Dataset entries:
────────────────────────────────────────

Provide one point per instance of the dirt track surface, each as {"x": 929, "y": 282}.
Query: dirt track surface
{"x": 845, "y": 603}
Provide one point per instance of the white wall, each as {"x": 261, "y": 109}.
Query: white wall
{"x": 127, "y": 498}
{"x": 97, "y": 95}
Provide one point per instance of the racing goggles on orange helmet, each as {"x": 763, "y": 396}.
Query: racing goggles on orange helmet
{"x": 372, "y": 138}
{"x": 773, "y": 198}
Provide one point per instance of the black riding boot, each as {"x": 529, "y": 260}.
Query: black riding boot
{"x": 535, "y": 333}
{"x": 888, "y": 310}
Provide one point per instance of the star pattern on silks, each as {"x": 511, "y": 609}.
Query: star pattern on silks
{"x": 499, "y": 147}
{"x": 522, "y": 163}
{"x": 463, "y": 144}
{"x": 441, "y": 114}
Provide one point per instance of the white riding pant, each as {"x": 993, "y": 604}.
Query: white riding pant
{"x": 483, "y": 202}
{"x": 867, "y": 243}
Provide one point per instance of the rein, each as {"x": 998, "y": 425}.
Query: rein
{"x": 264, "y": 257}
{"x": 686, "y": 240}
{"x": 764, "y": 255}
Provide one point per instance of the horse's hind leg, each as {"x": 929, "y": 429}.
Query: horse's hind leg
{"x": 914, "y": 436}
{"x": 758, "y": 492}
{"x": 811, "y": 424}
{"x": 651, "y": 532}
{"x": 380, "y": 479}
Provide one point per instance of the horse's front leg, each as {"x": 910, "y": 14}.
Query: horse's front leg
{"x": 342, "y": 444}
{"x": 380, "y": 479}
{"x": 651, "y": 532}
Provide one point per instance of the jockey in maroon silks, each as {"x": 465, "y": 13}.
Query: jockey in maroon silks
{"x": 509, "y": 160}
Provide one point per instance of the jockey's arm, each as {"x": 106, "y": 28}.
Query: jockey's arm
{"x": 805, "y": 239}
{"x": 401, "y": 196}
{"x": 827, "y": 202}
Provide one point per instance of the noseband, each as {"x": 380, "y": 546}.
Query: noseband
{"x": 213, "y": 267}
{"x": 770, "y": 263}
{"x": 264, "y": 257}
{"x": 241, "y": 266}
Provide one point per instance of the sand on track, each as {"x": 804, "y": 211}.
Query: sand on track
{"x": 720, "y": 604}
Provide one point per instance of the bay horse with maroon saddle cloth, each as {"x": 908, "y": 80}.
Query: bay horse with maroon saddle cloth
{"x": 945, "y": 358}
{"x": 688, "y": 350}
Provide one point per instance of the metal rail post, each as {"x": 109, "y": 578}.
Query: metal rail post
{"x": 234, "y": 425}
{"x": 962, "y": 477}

────────────────────────────────────────

WHAT YOU WILL DO: Return the entries above exactly as they were written.

EXPECTED ANSWER:
Provide one point per instance of the dirt track surface, each as {"x": 929, "y": 282}.
Query: dirt track surface
{"x": 845, "y": 603}
Provide one point per instance of the white wall, each as {"x": 261, "y": 109}.
Query: white wall
{"x": 127, "y": 498}
{"x": 97, "y": 95}
Provide one point per instance of the racing goggles on orange helmet, each as {"x": 763, "y": 396}.
Query: racing goggles on orange helmet
{"x": 372, "y": 138}
{"x": 773, "y": 198}
Provide one point per instance of the black riding boot, each as {"x": 529, "y": 260}.
Query: black riding boot
{"x": 535, "y": 333}
{"x": 888, "y": 310}
Provide one point per instance of the star pattern on silks, each as {"x": 511, "y": 609}.
Query: star pattern on silks
{"x": 499, "y": 147}
{"x": 522, "y": 163}
{"x": 463, "y": 144}
{"x": 441, "y": 114}
Provide one point per instance of the white riding pant, each as {"x": 993, "y": 604}.
Query: white riding pant
{"x": 483, "y": 202}
{"x": 867, "y": 243}
Provide one point per instance of the rein, each as {"x": 998, "y": 425}.
Query: rein
{"x": 264, "y": 257}
{"x": 686, "y": 240}
{"x": 764, "y": 255}
Provide one point per instance of the horse's hind leg, each as {"x": 929, "y": 429}.
Query: horse's hind leg
{"x": 914, "y": 436}
{"x": 758, "y": 492}
{"x": 811, "y": 424}
{"x": 651, "y": 532}
{"x": 380, "y": 479}
Provide one point per instance of the horse's front leg, each as {"x": 910, "y": 14}.
Query: horse's front leg
{"x": 342, "y": 444}
{"x": 380, "y": 479}
{"x": 651, "y": 532}
Provide one point per instance of the jockey in maroon silks, each as {"x": 465, "y": 13}.
Query: jockey in maroon silks
{"x": 509, "y": 160}
Provide one point per instance of the jockey's arm, each as {"x": 106, "y": 28}.
Query: jockey's arm
{"x": 805, "y": 239}
{"x": 401, "y": 196}
{"x": 827, "y": 202}
Provide one point per instance of the noseband, each as {"x": 380, "y": 546}.
Query: noseband
{"x": 213, "y": 267}
{"x": 770, "y": 263}
{"x": 264, "y": 257}
{"x": 241, "y": 266}
Provide one point per instance of the sand on track, each as {"x": 804, "y": 211}.
Query: sand on track
{"x": 720, "y": 604}
Provide one point per instance of the bay horse with maroon saddle cloth, each as {"x": 908, "y": 80}.
Query: bay horse with maroon saddle cloth
{"x": 945, "y": 358}
{"x": 688, "y": 350}
Provide one point per instance of the metal rail post, each as {"x": 109, "y": 578}.
Query: metal rail post
{"x": 234, "y": 425}
{"x": 962, "y": 477}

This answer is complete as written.